■ **Task goal**: Among the entries, which lines carry the string "foot"? Copy every one.

■ **Natural-language object grounding data**:
——

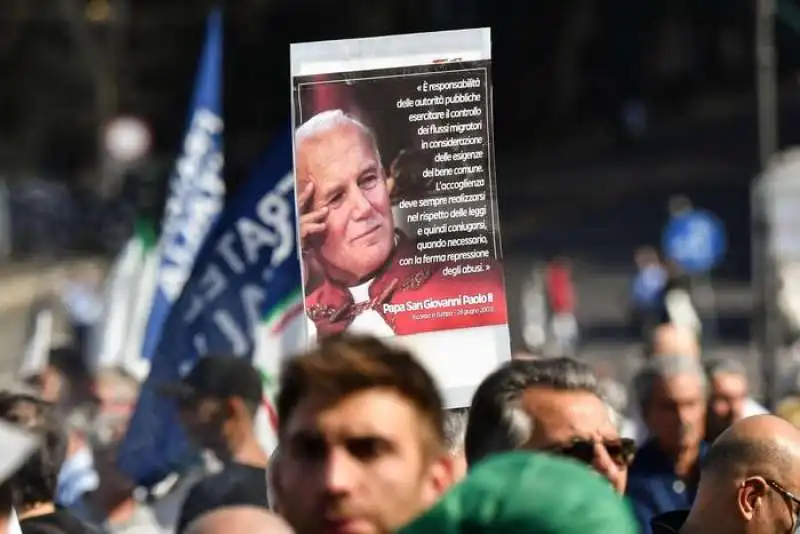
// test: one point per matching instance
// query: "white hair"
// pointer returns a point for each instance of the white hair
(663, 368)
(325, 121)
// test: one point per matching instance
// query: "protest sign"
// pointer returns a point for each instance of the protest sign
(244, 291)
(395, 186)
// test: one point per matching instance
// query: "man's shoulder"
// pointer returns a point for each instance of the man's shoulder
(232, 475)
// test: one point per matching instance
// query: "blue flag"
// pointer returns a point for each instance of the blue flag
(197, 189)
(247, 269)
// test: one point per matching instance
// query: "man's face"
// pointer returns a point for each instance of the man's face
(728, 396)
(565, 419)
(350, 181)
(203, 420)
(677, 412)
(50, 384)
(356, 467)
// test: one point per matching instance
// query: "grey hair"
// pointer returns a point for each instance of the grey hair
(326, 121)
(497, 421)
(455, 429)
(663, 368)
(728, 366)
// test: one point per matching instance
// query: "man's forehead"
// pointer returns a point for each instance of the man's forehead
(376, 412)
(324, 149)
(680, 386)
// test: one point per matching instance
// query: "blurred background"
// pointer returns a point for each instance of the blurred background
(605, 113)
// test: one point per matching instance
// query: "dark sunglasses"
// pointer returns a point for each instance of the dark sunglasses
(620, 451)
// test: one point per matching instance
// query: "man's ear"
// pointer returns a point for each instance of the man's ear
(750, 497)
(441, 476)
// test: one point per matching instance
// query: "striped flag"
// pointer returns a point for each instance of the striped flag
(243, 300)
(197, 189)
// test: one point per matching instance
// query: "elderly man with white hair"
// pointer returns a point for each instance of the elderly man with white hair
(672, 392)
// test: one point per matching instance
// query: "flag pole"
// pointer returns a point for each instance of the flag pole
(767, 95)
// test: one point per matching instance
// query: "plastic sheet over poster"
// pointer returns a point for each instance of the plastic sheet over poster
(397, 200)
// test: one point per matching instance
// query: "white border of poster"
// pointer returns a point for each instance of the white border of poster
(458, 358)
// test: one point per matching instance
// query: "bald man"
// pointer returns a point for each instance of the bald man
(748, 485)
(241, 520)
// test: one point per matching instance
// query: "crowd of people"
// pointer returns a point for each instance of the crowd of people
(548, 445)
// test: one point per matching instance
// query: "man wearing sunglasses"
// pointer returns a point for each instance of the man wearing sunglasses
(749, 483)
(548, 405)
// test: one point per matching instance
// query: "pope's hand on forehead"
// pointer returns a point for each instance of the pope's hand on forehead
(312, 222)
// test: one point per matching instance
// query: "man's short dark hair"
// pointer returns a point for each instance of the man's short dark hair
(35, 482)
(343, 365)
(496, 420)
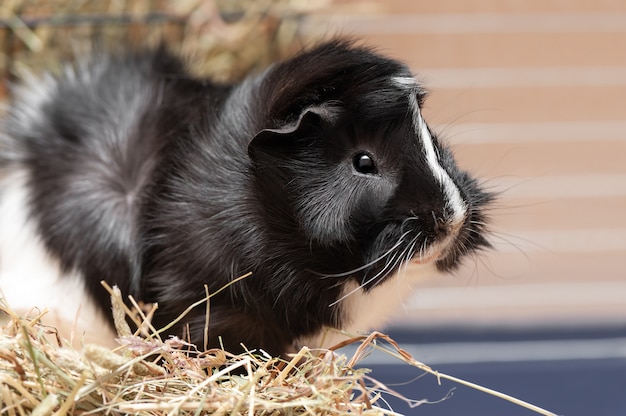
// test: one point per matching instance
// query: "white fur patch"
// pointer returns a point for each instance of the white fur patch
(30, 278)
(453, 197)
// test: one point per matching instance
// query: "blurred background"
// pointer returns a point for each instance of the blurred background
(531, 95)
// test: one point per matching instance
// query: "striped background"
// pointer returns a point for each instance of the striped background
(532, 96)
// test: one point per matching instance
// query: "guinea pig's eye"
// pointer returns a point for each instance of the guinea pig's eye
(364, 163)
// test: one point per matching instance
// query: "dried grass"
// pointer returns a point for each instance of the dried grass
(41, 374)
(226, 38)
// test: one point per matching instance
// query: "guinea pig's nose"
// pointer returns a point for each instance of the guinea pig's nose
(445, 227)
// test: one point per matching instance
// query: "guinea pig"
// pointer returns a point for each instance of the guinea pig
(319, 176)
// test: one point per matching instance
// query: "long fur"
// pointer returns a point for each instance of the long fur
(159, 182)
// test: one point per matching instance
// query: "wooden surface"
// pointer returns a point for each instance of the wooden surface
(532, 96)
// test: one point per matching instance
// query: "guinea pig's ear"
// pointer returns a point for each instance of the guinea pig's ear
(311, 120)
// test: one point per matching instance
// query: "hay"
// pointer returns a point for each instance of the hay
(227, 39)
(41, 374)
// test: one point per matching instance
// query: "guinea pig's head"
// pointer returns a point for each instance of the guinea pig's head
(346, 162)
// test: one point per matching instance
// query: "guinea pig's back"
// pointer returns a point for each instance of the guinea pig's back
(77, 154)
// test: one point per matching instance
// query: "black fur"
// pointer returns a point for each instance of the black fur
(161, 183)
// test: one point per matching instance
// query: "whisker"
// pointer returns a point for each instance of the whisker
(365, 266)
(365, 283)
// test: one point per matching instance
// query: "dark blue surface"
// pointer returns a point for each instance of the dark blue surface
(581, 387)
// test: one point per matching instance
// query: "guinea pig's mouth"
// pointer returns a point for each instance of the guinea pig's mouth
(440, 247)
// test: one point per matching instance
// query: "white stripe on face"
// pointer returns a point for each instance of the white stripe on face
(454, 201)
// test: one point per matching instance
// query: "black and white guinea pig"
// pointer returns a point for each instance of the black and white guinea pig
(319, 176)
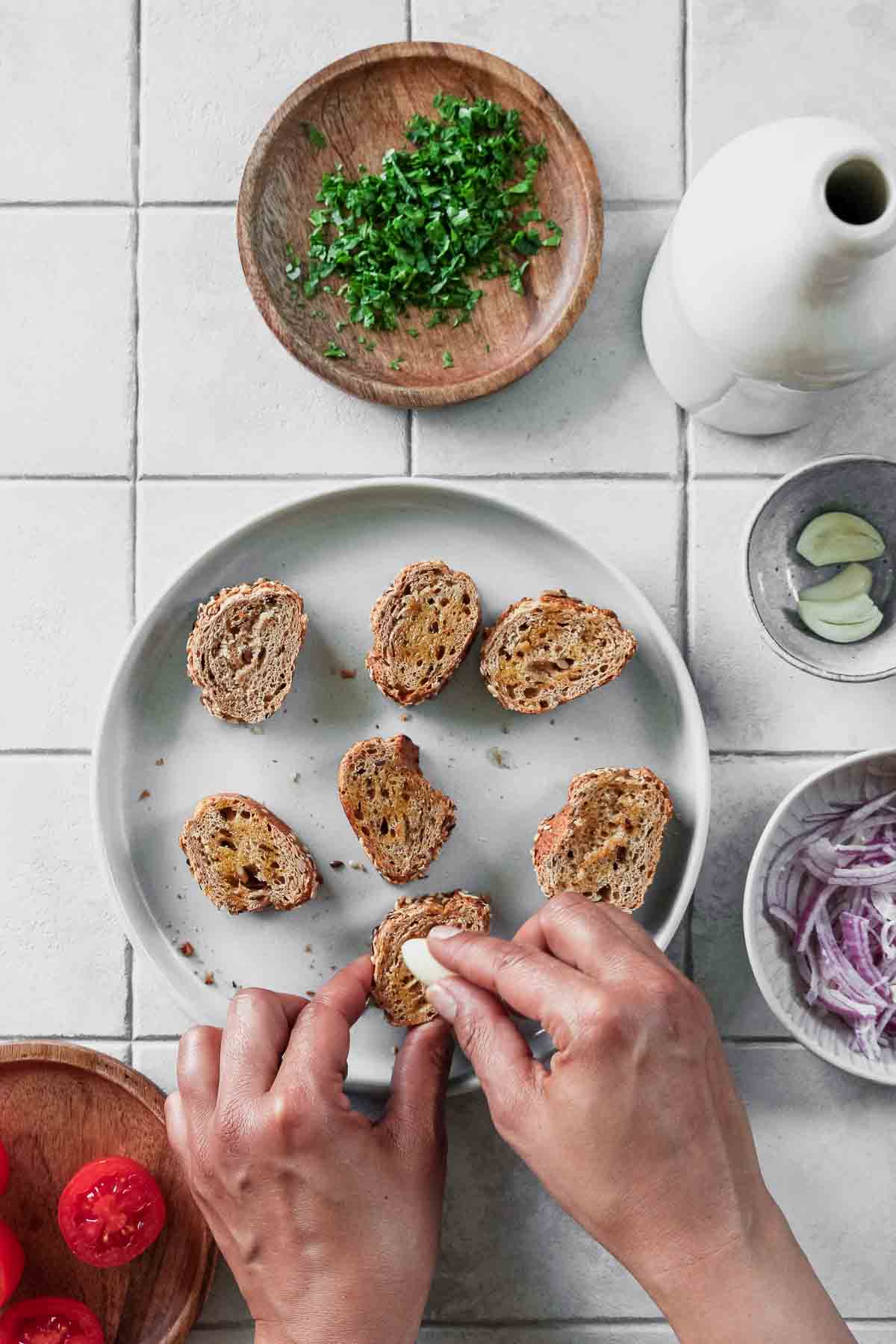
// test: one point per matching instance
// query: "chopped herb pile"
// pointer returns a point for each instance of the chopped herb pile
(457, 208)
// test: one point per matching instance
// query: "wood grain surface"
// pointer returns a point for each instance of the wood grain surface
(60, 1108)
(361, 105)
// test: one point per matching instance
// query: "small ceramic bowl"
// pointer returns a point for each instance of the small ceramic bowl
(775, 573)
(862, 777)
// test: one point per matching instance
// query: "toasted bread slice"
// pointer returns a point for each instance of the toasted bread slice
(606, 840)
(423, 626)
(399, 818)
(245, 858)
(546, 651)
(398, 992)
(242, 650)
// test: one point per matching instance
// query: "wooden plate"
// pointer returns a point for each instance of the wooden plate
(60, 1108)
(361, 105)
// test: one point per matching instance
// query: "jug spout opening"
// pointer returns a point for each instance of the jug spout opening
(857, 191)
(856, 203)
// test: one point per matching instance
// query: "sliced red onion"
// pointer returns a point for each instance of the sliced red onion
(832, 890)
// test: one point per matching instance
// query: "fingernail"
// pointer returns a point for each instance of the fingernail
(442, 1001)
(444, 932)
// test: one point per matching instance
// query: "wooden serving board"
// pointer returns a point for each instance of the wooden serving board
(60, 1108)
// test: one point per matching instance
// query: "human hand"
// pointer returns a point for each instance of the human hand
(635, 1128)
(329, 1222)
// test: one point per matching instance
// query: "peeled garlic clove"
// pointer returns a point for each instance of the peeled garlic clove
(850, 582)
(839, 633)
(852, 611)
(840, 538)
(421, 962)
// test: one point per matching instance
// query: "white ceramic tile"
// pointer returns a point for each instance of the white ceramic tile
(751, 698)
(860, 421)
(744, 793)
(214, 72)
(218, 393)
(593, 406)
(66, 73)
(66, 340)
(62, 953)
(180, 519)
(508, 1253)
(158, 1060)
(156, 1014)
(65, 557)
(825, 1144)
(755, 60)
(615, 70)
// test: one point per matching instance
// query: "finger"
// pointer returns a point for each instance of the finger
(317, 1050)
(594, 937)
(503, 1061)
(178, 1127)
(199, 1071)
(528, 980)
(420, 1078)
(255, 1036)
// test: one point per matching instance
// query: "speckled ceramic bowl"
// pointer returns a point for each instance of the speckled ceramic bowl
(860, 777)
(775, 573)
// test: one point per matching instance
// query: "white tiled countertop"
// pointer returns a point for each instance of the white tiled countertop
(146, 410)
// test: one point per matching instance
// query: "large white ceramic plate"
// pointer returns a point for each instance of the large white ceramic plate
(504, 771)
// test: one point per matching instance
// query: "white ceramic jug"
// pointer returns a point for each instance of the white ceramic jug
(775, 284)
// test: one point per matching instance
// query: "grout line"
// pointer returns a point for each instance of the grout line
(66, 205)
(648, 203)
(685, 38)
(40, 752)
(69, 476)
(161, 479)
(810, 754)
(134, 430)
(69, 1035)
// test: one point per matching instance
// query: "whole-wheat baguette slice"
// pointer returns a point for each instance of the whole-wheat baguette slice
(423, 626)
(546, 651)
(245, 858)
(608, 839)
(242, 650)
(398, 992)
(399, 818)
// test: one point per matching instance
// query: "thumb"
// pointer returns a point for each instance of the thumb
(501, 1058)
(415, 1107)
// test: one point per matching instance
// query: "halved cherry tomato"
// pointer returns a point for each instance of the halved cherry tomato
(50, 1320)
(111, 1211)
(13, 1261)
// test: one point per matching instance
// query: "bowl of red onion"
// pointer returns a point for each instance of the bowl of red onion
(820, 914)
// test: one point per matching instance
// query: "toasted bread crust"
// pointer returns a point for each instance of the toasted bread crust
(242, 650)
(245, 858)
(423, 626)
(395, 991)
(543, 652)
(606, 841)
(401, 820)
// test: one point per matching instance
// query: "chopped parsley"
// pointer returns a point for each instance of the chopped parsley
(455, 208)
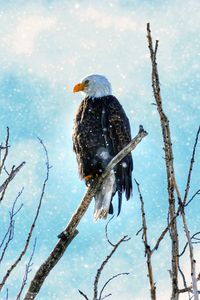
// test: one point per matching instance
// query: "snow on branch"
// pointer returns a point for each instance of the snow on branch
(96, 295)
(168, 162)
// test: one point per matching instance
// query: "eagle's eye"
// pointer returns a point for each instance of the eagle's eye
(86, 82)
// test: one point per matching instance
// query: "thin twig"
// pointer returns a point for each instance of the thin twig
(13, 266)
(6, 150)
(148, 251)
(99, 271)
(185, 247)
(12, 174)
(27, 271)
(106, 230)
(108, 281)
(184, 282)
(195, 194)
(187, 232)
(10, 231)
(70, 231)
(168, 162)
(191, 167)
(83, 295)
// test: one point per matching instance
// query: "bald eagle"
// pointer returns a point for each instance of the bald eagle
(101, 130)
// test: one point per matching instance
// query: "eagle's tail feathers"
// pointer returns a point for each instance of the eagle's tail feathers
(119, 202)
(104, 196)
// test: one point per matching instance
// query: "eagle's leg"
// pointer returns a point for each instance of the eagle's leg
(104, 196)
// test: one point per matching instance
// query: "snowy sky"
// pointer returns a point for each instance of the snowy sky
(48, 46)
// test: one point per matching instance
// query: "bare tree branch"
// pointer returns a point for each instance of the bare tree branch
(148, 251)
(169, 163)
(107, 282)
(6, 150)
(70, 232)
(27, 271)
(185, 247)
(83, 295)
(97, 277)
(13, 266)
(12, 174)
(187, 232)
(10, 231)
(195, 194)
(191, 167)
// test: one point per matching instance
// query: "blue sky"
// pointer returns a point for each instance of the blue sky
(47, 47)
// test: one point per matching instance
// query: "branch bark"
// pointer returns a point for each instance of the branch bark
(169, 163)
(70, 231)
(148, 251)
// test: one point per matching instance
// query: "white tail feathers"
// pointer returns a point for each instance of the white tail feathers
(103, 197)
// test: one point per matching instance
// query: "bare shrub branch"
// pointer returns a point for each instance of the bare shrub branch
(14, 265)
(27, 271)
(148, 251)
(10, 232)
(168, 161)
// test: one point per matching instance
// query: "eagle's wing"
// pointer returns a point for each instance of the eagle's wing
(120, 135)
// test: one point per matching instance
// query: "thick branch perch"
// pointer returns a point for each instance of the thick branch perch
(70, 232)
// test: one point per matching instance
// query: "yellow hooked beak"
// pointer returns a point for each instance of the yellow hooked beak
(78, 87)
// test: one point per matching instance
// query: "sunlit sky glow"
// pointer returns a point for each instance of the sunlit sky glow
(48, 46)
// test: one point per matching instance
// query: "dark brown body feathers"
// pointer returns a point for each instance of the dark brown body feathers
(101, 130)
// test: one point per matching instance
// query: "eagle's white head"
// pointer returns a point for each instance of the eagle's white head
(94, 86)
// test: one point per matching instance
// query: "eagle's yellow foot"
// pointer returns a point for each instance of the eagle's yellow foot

——

■ **Result of the exercise**:
// query: "eagle's yellow foot"
// pointer returns a point for each instance of the eagle's yellow foot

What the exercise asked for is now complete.